Problem statement
The expected output is each line in the data below that includes the string "baby".

Information
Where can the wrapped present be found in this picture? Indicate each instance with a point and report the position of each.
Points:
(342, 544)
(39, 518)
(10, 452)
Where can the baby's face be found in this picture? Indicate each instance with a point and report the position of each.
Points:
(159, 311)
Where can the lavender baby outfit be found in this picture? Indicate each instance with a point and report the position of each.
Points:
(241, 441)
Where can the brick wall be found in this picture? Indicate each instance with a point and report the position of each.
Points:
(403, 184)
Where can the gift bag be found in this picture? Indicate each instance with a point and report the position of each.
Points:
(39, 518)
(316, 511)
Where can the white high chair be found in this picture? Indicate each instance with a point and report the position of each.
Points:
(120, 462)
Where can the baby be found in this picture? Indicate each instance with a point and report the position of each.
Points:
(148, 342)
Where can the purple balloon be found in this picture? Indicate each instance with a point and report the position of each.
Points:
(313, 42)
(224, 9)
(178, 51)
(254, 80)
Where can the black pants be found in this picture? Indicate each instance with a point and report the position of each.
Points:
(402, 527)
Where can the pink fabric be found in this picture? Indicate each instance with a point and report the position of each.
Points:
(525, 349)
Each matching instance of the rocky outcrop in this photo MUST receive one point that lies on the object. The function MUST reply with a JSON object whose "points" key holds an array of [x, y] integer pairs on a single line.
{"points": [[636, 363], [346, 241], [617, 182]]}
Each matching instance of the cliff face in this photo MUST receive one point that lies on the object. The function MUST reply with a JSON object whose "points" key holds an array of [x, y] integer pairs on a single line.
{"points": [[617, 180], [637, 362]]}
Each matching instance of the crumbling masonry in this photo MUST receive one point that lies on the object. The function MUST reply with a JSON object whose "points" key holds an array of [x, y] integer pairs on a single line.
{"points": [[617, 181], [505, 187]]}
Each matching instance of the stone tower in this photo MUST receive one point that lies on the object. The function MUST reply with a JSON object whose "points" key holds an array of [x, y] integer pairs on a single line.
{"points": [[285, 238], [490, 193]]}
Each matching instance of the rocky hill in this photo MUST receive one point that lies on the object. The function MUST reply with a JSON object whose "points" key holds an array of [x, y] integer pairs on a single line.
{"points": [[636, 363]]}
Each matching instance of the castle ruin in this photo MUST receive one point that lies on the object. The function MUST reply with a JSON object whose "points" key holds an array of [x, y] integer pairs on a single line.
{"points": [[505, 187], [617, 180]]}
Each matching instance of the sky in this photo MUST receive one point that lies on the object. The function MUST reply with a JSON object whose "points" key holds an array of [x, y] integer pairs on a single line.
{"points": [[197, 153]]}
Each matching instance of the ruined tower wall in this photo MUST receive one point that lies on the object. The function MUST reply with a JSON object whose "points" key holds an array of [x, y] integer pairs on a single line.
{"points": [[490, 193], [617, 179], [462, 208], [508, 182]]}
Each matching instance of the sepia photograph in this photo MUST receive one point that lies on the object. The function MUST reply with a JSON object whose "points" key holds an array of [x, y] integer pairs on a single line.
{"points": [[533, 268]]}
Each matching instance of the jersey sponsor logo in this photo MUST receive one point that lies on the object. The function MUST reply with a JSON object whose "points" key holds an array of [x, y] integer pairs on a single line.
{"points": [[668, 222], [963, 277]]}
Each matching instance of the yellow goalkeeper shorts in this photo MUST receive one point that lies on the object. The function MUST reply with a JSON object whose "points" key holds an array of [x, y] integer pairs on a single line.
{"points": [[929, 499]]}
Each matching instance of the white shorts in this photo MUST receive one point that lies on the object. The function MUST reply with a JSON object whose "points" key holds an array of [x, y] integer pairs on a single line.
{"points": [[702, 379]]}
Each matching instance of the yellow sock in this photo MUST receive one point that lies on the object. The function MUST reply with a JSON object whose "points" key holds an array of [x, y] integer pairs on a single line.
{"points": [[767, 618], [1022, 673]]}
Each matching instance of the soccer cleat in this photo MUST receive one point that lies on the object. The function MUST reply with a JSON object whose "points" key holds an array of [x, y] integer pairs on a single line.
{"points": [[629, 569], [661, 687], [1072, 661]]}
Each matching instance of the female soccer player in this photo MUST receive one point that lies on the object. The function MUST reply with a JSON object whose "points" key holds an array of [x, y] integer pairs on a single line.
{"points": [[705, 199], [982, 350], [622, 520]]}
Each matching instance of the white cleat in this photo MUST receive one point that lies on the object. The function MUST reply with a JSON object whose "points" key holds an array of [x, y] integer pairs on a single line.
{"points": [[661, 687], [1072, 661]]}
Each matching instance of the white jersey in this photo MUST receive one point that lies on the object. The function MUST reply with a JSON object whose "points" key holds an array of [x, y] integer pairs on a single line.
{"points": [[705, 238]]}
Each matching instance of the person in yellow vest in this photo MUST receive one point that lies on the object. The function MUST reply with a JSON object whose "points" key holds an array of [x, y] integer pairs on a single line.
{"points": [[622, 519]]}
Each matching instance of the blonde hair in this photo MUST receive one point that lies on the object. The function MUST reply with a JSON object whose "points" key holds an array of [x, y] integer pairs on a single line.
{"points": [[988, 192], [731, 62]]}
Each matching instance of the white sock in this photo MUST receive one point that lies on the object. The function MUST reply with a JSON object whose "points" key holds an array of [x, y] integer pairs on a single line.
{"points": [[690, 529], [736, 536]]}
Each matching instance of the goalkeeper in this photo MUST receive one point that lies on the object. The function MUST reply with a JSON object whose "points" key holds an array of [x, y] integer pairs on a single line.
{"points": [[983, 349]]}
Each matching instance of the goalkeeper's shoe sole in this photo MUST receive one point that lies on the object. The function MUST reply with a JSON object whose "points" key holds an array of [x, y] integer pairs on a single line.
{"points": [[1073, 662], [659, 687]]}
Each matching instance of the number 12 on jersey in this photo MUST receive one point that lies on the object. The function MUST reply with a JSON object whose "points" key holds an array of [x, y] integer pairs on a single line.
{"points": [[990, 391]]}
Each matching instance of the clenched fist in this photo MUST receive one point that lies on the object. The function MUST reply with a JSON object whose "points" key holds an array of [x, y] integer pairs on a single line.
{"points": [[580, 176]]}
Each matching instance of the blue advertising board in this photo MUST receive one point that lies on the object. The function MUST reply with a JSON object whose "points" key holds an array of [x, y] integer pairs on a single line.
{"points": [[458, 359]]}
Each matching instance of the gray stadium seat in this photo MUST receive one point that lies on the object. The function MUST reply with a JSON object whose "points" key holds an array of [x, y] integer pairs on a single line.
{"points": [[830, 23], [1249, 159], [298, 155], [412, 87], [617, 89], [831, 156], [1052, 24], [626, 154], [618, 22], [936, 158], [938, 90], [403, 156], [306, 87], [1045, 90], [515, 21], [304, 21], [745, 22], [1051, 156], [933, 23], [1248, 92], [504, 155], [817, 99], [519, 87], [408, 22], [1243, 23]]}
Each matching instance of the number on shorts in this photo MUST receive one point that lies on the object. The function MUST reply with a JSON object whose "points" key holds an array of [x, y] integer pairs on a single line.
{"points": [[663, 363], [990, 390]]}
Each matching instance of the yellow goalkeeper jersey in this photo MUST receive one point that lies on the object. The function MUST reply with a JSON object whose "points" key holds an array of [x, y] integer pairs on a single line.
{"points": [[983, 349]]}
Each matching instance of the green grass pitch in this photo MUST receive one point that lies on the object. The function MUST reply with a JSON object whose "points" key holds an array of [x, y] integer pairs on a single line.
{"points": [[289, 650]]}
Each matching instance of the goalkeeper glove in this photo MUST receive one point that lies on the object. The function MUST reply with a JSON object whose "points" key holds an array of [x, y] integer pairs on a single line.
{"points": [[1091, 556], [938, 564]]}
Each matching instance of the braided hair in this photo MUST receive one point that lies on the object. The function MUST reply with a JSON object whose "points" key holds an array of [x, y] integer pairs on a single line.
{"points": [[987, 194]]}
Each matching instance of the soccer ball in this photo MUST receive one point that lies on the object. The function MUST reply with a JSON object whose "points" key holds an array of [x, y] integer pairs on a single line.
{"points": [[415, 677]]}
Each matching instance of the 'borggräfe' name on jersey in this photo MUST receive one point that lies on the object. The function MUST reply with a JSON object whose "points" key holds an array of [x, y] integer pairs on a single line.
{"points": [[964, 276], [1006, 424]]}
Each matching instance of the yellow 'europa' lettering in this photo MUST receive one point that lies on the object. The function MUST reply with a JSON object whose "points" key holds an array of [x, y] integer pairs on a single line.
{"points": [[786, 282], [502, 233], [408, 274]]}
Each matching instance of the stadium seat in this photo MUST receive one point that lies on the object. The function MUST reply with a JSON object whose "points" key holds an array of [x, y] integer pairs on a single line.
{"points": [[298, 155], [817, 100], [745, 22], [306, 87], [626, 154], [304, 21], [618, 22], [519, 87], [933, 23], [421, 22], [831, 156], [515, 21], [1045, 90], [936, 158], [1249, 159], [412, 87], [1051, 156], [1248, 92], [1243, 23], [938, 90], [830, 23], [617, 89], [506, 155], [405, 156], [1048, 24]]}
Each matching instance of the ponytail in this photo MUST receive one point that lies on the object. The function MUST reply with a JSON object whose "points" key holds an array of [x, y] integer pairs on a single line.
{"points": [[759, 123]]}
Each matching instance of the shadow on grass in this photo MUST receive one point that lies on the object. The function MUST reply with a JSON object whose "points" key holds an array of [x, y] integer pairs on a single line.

Written solution
Where can the baby's face be found in this picture? Indicate each instance with a point and report the position of each.
Where can the lavender baby outfit be found in this picture? Indicate each instance with a point and report the position of each.
Where can the baby be found in this picture? Indicate each instance with a point and report the position of each.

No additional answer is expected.